• DIRECTIONS FOR THIS TASK:
Rewrite the records below with "expected layout" changed to "required format" wherever it appears, and keep everything else the same. Leave out the pictures.

• EXERCISE DATA:
<<<<
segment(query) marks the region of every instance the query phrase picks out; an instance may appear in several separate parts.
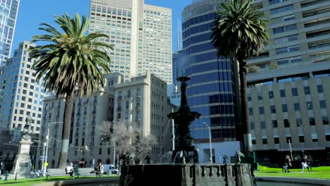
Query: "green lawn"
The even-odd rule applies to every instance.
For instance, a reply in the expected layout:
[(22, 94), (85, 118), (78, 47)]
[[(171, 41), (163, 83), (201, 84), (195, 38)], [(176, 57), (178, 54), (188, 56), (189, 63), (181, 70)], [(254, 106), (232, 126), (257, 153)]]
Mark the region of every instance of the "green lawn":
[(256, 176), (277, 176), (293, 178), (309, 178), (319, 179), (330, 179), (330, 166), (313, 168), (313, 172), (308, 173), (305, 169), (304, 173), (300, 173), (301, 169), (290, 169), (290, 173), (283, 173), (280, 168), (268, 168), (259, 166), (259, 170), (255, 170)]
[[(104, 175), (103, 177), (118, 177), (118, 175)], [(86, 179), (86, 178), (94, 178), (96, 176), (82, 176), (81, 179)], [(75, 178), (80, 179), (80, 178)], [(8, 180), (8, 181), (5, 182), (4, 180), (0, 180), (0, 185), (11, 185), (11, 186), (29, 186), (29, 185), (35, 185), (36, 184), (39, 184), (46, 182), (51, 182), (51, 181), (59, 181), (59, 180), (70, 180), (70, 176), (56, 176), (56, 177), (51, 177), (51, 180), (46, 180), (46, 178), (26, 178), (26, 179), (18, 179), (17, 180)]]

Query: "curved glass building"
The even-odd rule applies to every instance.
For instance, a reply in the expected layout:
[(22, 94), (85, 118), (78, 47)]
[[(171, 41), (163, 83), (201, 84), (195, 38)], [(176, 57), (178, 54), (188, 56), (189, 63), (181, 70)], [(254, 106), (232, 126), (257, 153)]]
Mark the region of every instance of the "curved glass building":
>>>>
• WORKED SOLUTION:
segment(query) marks the region of every instance the query phrase picks out; an instance may appear in several separate parts.
Query: "green lawn"
The even-odd rule applies to every instance.
For instance, a reply in the required format:
[(22, 94), (85, 118), (78, 47)]
[[(171, 41), (163, 83), (201, 84), (195, 38)], [(176, 57), (178, 54), (188, 56), (189, 63), (181, 70)], [(254, 106), (232, 126), (257, 153)]]
Mark the region of every instance of the "green lawn":
[(256, 176), (277, 176), (293, 178), (309, 178), (319, 179), (330, 179), (330, 166), (313, 168), (313, 172), (308, 173), (305, 169), (304, 173), (300, 173), (301, 169), (290, 169), (290, 173), (283, 173), (280, 168), (268, 168), (259, 166), (259, 170), (255, 170)]
[[(104, 175), (103, 177), (118, 177), (118, 175)], [(86, 179), (86, 178), (94, 178), (96, 176), (82, 176), (81, 179)], [(75, 178), (80, 179), (80, 178)], [(8, 180), (8, 181), (5, 182), (4, 180), (0, 180), (0, 185), (11, 185), (11, 186), (29, 186), (29, 185), (35, 185), (36, 184), (39, 184), (46, 182), (51, 182), (51, 181), (59, 181), (59, 180), (70, 180), (70, 176), (56, 176), (56, 177), (51, 177), (51, 180), (46, 180), (46, 178), (26, 178), (26, 179), (18, 179), (17, 180)]]

Query: "curved glass building"
The even-odd rule applies to every instance.
For instance, a reply in the required format:
[(22, 94), (85, 118), (78, 47)]
[[(171, 41), (163, 83), (201, 84), (195, 38)], [(176, 57), (178, 54), (188, 56), (189, 63), (181, 70)], [(254, 106), (232, 126), (257, 153)]]
Mark the region of every instance of the "curved glass building":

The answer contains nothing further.